As used herein, the term “substrate” can refer to any underlying material or materials that can be used to form, or upon which, a device, a circuit, or a film can be formed by means of a method according to an embodiment of the present disclosure. A substrate can include a bulk material, such as silicon (e.g., single-crystal silicon), other Group IV materials, such as germanium, or other semiconductor materials, such as Group II-VI or Group III-V semiconductor materials, and can include one or more layers overlying or underlying the bulk material. Further, the substrate can include various features, such as recesses, protrusions, and the like formed within or on at least a portion of a layer of the substrate. By way of example, a substrate can include bulk semiconductor material and an insulating or dielectric material layer overlying at least a portion of the bulk semiconductor material. Further, the term “substrate” may refer to any underlying material or materials that may be used, or upon which, a device, a circuit, or a film may be formed. The “substrate” may be continuous or non-continuous; rigid or flexible; solid or porous. The “substrate” may be in any form such as a powder, a plate, or a workpiece. Substrates in the form of a plate may include wafers in various shapes and sizes. Substrates may be made from materials, such as silicon, silicon germanium, silicon oxide, gallium arsenide, gallium nitride and silicon carbide, for example. A continuous substrate may extend beyond the bounds of a process chamber where a deposition process occurs and may move through the process chamber such that the process continues until the end of the substrate is reached. A continuous substrate may be supplied from a continuous substrate feeding system allowing for manufacture and output of the continuous substrate in any appropriate form. Non-limiting examples of a continuous substrate may include a sheet, a non-woven film, a roll, a foil, a web, a flexible material, a bundle of continuous filaments or fibers (i.e., ceramic fibers or polymer fibers). Continuous substrates may also comprise carriers or sheets upon which non-continuous substrates are mounted.

— Exercise task —
Reproduce the entire passage defining the term “substrate” word for word.

Stored dataset items
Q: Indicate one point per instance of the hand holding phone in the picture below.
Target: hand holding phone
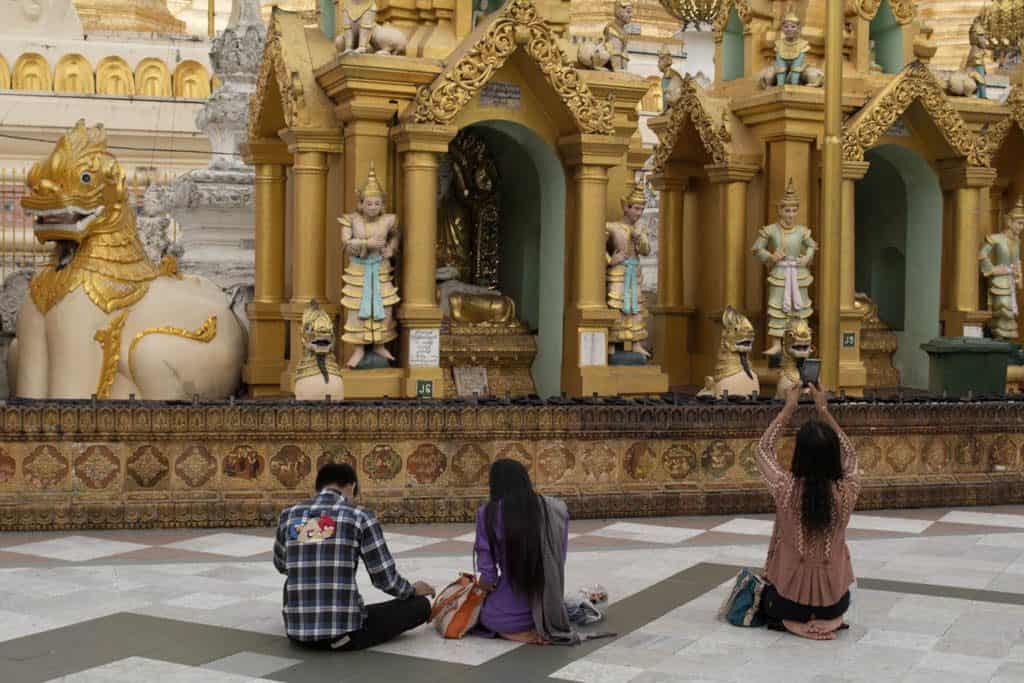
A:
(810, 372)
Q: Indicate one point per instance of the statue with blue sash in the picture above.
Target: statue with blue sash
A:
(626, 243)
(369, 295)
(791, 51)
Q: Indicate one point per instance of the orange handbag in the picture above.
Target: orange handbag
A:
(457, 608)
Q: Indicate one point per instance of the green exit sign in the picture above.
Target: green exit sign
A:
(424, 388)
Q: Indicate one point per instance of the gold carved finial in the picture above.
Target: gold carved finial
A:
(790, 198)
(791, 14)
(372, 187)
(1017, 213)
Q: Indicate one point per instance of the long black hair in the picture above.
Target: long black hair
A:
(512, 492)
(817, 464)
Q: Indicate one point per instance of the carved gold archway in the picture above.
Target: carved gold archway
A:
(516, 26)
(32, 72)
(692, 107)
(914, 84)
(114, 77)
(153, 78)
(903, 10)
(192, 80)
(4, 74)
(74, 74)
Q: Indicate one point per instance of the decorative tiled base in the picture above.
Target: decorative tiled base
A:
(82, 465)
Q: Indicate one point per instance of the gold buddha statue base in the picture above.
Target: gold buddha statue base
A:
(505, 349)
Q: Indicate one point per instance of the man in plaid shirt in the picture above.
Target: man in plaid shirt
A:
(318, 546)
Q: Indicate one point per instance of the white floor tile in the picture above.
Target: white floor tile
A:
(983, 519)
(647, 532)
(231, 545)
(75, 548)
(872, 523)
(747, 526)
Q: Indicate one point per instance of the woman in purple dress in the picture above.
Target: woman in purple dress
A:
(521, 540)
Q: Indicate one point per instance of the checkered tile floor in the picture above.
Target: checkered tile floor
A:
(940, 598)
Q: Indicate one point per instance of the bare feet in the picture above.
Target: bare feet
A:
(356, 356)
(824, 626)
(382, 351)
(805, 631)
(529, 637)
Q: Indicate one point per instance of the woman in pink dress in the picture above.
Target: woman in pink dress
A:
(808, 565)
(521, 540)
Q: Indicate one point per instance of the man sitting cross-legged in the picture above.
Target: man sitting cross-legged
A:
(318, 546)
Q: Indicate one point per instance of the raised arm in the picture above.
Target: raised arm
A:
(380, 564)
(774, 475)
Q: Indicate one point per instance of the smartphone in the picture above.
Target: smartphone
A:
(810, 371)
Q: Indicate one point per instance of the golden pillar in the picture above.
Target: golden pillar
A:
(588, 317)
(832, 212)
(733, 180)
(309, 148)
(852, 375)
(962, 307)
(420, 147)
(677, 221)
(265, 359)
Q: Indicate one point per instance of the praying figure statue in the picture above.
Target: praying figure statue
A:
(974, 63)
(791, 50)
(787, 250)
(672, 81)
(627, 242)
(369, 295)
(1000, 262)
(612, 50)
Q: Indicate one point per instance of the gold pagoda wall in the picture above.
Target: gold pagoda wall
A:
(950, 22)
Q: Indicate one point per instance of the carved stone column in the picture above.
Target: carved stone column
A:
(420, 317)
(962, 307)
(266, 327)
---
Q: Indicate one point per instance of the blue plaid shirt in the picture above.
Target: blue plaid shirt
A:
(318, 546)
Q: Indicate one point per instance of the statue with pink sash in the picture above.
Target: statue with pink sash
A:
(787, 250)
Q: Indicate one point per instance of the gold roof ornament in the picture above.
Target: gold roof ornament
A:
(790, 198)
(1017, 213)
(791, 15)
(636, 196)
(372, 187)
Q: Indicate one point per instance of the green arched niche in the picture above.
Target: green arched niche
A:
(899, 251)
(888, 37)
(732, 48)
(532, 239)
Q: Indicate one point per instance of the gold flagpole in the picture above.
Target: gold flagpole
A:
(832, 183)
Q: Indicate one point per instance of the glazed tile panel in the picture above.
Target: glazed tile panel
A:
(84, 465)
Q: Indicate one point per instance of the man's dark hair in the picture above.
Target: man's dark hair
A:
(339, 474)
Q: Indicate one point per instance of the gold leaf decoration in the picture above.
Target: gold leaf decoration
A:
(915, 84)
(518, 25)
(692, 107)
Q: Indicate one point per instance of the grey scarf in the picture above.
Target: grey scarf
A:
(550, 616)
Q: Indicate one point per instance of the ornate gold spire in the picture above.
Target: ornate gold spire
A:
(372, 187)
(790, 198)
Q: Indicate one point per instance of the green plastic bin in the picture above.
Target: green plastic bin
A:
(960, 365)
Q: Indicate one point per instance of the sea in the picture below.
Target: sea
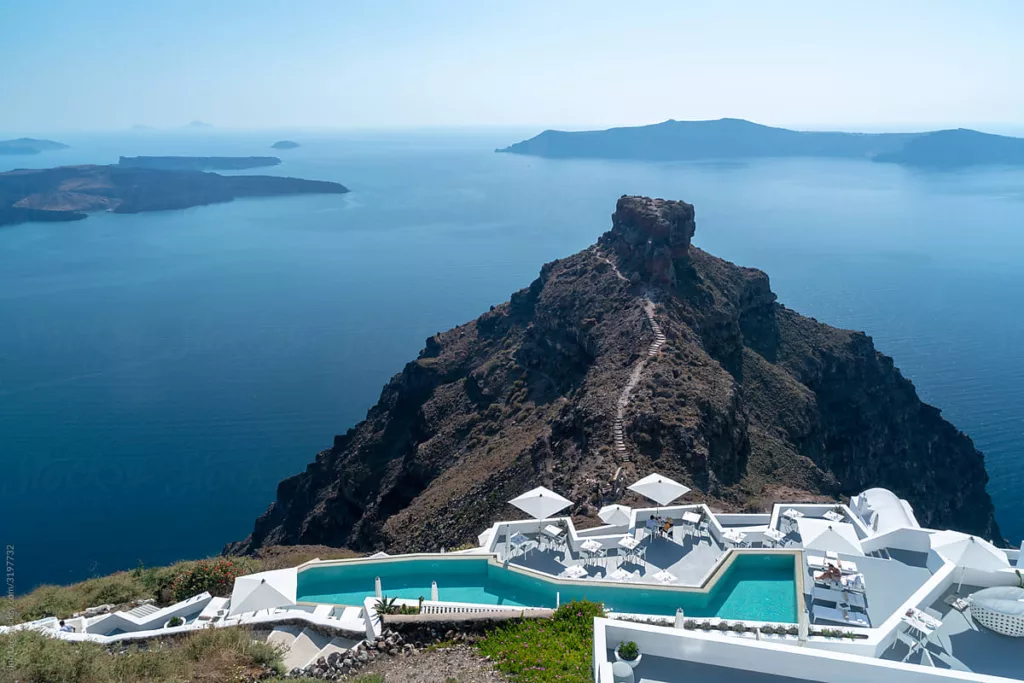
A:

— Answer to this exercise —
As used herein, the term “substrate” can refer to any underlying material or materials that can be used to form, or upon which, a device, a circuit, or a film can be formed by means of a method according to an embodiment of the present disclosure. A substrate can include a bulk material, such as silicon (e.g., single-crystal silicon), other Group IV materials, such as germanium, or other semiconductor materials, such as Group II-VI or Group III-V semiconductor materials, and can include one or more layers overlying or underlying the bulk material. Further, the substrate can include various features, such as recesses, protrusions, and the like formed within or on at least a portion of a layer of the substrate. By way of example, a substrate can include bulk semiconductor material and an insulating or dielectric material layer overlying at least a portion of the bulk semiconductor material. Further, the term “substrate” may refer to any underlying material or materials that may be used, or upon which, a device, a circuit, or a film may be formed. The “substrate” may be continuous or non-continuous; rigid or flexible; solid or porous. The “substrate” may be in any form such as a powder, a plate, or a workpiece. Substrates in the form of a plate may include wafers in various shapes and sizes. Substrates may be made from materials, such as silicon, silicon germanium, silicon oxide, gallium arsenide, gallium nitride and silicon carbide, for example. A continuous substrate may extend beyond the bounds of a process chamber where a deposition process occurs and may move through the process chamber such that the process continues until the end of the substrate is reached. A continuous substrate may be supplied from a continuous substrate feeding system allowing for manufacture and output of the continuous substrate in any appropriate form. Non-limiting examples of a continuous substrate may include a sheet, a non-woven film, a roll, a foil, a web, a flexible material, a bundle of continuous filaments or fibers (i.e., ceramic fibers or polymer fibers). Continuous substrates may also comprise carriers or sheets upon which non-continuous substrates are mounted.